### WRITTEN REQUEST:
Rename "brown cowboy hat" to "tan cowboy hat" in the rows from the line with "of the long" to the line with "column 527, row 625". Give back only those lines, unchanged otherwise.

### SUPPLIED MATERIAL:
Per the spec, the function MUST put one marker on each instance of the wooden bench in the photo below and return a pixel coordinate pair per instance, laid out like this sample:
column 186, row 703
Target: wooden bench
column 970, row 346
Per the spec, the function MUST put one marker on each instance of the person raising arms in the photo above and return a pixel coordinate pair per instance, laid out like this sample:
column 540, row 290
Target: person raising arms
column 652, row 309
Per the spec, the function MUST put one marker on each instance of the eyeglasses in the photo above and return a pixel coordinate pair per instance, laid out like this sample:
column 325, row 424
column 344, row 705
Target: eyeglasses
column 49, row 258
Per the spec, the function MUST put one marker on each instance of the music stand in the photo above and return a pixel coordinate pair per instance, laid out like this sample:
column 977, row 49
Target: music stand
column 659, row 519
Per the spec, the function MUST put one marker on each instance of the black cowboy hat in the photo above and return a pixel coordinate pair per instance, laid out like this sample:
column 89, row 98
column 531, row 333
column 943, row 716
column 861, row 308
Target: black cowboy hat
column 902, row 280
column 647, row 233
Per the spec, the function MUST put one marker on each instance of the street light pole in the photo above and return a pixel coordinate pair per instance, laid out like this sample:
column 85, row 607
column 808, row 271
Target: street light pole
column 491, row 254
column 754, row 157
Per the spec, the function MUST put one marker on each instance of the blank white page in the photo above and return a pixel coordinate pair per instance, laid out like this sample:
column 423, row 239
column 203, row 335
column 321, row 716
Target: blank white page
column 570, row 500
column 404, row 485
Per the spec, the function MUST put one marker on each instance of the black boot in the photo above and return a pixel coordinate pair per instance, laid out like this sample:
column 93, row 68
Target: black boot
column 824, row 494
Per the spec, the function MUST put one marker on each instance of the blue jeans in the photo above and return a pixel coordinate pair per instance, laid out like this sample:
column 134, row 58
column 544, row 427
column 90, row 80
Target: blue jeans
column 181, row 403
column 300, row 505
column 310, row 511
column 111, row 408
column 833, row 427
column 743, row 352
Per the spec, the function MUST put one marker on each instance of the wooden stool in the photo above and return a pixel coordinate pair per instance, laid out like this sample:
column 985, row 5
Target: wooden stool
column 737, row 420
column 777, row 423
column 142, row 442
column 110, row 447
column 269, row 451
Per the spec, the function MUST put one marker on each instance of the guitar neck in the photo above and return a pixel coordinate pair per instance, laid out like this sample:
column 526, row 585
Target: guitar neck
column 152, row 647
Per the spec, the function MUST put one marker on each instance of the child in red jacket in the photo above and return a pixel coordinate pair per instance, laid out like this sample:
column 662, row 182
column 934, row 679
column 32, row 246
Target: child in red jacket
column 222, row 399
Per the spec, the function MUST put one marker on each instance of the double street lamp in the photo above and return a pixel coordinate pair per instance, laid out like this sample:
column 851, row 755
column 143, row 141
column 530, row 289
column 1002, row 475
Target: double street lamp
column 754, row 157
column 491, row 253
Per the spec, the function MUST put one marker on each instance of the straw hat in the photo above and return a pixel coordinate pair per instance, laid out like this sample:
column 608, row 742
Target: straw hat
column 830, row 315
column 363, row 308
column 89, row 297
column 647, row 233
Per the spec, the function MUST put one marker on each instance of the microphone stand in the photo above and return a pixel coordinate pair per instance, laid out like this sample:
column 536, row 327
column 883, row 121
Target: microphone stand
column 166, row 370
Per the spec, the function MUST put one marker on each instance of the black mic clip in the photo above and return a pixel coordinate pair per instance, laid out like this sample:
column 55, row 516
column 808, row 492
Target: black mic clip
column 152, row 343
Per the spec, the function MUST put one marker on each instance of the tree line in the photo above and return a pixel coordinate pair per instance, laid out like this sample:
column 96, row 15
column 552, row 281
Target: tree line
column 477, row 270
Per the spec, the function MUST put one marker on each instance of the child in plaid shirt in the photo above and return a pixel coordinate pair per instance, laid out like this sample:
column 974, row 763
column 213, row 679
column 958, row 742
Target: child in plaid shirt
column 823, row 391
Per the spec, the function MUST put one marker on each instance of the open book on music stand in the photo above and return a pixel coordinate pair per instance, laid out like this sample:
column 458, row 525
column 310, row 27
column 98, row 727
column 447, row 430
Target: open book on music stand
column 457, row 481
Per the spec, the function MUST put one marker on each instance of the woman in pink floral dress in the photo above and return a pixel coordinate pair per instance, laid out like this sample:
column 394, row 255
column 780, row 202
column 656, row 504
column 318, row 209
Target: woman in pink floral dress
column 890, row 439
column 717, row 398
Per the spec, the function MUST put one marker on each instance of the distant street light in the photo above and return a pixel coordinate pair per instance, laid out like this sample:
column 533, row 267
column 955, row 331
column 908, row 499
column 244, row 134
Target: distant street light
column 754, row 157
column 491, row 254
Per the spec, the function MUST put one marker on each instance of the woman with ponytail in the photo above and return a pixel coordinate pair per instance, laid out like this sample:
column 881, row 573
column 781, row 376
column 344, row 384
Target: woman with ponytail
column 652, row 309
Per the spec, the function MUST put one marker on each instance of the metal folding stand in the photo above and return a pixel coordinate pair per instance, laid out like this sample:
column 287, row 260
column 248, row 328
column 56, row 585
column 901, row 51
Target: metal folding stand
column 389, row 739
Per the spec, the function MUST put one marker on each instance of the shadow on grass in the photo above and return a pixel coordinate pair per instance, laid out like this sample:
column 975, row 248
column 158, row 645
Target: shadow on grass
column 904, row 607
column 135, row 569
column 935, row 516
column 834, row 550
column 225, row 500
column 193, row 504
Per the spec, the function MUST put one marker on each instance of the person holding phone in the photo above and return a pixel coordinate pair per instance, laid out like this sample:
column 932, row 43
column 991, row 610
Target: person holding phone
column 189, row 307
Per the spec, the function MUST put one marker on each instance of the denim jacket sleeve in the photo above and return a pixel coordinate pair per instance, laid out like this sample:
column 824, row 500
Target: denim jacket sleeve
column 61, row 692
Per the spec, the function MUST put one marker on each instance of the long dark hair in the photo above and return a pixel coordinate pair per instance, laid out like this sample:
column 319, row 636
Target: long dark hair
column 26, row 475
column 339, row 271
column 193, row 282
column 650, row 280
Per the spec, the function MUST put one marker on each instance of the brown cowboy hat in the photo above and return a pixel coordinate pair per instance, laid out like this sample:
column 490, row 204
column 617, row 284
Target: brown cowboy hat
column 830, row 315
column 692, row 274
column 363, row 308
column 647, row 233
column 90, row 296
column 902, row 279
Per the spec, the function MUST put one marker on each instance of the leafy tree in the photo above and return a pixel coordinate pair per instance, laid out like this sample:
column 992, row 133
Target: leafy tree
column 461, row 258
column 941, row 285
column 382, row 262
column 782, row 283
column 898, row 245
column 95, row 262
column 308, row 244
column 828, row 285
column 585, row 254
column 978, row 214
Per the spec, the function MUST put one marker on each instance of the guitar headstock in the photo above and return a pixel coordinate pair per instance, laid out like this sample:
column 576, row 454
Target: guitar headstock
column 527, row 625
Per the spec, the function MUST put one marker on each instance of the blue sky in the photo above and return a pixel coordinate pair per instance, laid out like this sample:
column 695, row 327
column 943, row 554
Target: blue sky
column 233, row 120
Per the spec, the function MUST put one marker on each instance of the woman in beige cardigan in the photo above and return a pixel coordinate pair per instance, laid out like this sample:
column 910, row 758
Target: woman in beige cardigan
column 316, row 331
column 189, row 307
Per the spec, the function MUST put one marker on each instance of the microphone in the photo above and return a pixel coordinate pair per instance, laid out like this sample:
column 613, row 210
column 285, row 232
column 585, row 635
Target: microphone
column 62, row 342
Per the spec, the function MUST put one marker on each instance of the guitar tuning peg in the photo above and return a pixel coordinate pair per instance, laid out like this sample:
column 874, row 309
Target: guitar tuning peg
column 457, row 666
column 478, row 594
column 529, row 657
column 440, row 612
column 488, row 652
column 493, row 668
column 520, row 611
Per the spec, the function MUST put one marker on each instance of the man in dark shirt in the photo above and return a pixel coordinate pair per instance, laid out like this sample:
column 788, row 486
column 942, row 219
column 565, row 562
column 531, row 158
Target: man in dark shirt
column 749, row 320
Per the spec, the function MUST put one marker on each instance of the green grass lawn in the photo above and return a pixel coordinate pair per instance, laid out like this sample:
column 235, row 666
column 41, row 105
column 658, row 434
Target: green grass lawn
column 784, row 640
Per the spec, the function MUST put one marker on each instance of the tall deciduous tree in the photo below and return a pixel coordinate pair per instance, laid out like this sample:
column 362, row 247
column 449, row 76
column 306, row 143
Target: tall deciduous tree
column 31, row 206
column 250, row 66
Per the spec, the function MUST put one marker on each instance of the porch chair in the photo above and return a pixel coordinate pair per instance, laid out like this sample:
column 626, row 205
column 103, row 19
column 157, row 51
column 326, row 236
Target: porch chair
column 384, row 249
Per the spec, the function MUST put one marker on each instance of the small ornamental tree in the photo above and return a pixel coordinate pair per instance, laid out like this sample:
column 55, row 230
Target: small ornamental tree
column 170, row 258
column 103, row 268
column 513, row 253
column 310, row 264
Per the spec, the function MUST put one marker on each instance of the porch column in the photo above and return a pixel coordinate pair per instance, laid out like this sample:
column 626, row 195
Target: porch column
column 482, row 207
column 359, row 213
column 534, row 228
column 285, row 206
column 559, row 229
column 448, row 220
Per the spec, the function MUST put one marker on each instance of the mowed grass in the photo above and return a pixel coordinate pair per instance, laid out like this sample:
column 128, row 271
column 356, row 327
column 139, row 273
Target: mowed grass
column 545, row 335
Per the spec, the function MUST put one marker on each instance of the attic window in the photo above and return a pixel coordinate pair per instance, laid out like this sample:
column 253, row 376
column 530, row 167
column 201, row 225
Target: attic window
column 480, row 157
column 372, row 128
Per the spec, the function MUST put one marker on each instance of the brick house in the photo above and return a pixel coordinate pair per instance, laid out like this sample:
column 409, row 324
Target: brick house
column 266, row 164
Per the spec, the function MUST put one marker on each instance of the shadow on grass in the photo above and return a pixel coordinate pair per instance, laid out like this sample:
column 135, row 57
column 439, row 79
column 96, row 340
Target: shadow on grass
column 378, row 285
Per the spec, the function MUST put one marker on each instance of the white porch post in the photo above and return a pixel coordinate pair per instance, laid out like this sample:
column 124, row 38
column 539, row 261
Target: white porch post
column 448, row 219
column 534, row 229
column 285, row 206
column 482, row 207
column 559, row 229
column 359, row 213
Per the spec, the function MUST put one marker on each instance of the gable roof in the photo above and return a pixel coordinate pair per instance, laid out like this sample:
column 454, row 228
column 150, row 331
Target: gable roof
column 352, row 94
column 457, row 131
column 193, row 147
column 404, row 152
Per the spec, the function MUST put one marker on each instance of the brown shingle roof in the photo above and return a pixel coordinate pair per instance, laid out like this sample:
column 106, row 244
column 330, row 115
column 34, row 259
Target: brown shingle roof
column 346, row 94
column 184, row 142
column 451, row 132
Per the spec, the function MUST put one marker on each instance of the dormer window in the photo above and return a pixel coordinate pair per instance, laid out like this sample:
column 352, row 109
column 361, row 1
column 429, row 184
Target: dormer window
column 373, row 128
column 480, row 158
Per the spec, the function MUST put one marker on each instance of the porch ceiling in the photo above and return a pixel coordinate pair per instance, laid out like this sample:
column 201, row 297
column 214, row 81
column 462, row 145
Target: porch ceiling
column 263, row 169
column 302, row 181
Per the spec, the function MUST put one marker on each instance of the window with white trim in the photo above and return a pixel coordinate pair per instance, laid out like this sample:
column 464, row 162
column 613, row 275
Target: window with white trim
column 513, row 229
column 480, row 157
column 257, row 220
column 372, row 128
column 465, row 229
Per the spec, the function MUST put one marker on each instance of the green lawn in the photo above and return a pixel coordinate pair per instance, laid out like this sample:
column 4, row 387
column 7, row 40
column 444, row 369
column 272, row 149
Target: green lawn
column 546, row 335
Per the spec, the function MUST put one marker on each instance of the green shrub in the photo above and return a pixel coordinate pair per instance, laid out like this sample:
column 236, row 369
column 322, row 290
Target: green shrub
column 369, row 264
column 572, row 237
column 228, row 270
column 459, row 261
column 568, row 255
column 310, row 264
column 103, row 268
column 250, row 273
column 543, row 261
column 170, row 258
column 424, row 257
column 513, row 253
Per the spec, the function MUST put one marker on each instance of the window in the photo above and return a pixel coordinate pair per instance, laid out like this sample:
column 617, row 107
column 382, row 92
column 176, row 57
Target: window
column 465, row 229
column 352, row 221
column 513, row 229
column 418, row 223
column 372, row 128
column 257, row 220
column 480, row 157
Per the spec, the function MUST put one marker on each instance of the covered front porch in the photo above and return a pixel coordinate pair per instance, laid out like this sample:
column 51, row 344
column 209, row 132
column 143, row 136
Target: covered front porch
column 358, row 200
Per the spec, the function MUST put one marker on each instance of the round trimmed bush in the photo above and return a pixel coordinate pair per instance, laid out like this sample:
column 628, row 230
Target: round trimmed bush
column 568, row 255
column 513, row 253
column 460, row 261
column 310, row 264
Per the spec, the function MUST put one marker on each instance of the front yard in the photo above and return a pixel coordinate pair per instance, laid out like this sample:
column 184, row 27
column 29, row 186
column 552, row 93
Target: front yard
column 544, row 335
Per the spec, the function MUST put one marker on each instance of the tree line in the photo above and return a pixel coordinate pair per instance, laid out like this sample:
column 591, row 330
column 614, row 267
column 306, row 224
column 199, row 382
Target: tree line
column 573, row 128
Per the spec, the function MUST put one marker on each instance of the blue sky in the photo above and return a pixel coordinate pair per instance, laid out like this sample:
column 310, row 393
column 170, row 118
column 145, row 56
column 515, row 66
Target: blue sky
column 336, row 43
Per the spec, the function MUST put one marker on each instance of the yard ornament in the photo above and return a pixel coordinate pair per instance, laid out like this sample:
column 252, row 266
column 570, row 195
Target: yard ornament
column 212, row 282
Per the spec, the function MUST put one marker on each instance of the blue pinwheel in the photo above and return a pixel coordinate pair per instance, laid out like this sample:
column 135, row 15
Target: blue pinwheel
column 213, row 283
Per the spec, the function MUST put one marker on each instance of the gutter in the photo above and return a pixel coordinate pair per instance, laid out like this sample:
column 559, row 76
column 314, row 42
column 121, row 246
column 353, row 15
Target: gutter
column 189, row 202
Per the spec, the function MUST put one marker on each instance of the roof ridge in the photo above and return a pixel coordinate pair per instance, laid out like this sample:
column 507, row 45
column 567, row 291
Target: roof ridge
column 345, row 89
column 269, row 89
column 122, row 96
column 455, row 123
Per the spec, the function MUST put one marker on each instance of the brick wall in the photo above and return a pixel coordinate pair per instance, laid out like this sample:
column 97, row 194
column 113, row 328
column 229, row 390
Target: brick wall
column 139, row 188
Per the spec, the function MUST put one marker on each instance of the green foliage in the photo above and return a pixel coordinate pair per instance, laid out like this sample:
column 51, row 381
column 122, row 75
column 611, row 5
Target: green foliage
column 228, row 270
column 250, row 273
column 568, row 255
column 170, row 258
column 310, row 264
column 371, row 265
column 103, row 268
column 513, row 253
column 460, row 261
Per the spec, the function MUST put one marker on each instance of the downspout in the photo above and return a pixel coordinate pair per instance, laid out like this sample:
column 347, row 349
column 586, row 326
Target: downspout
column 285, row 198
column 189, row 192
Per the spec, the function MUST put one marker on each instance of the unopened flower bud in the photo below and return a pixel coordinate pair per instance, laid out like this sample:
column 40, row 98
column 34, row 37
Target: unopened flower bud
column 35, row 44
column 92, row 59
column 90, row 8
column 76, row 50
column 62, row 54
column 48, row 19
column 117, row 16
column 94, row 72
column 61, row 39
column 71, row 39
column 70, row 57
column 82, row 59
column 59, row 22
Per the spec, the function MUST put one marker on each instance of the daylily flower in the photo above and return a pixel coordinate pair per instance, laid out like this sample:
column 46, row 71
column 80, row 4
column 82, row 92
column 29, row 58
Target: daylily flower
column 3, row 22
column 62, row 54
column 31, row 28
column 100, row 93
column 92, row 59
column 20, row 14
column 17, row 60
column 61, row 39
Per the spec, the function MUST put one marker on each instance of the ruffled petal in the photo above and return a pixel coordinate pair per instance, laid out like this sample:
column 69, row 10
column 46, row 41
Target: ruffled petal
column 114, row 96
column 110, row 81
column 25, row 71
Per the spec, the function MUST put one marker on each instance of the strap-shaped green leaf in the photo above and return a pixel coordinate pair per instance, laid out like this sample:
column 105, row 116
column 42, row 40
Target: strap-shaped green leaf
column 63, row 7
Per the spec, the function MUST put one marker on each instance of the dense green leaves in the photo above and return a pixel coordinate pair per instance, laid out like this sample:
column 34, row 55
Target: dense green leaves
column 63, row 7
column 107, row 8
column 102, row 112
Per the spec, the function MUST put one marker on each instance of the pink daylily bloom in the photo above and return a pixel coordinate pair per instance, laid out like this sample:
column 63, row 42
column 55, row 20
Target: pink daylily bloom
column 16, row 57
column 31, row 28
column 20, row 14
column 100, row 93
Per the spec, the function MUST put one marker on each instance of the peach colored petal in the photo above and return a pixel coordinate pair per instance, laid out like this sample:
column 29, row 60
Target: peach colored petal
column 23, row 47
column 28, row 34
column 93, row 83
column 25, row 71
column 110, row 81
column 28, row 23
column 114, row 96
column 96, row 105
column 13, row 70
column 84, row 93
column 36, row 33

### TASK OUTPUT:
Per the spec, the function MUST put one marker on each instance of the long dark hair in the photo above and return a pixel coordinate pair per instance, laid out like this sample:
column 319, row 636
Target: long dark hair
column 26, row 475
column 339, row 271
column 193, row 282
column 650, row 280
Per the spec, the function MUST put one marker on each instance of the tan cowboy hat in the photo above and return a pixel coordinate pair per instance, laid out like this sample:
column 490, row 204
column 617, row 284
Target: tan cowboy hat
column 830, row 315
column 692, row 274
column 363, row 308
column 647, row 233
column 90, row 296
column 902, row 279
Per the spec, the function MUST put one marker on each instance of the leafy tree in the photo above and return a pixel coordinate pair per instance, laid out like this sample:
column 992, row 133
Target: leafy tree
column 461, row 258
column 941, row 285
column 382, row 262
column 782, row 283
column 898, row 245
column 95, row 262
column 308, row 244
column 828, row 285
column 585, row 254
column 978, row 214
Per the spec, the function MUST put one marker on each instance of the guitar headstock in the photo above and return a pixel coordinate pair per instance, laid out like this sample:
column 576, row 454
Target: guitar headstock
column 527, row 625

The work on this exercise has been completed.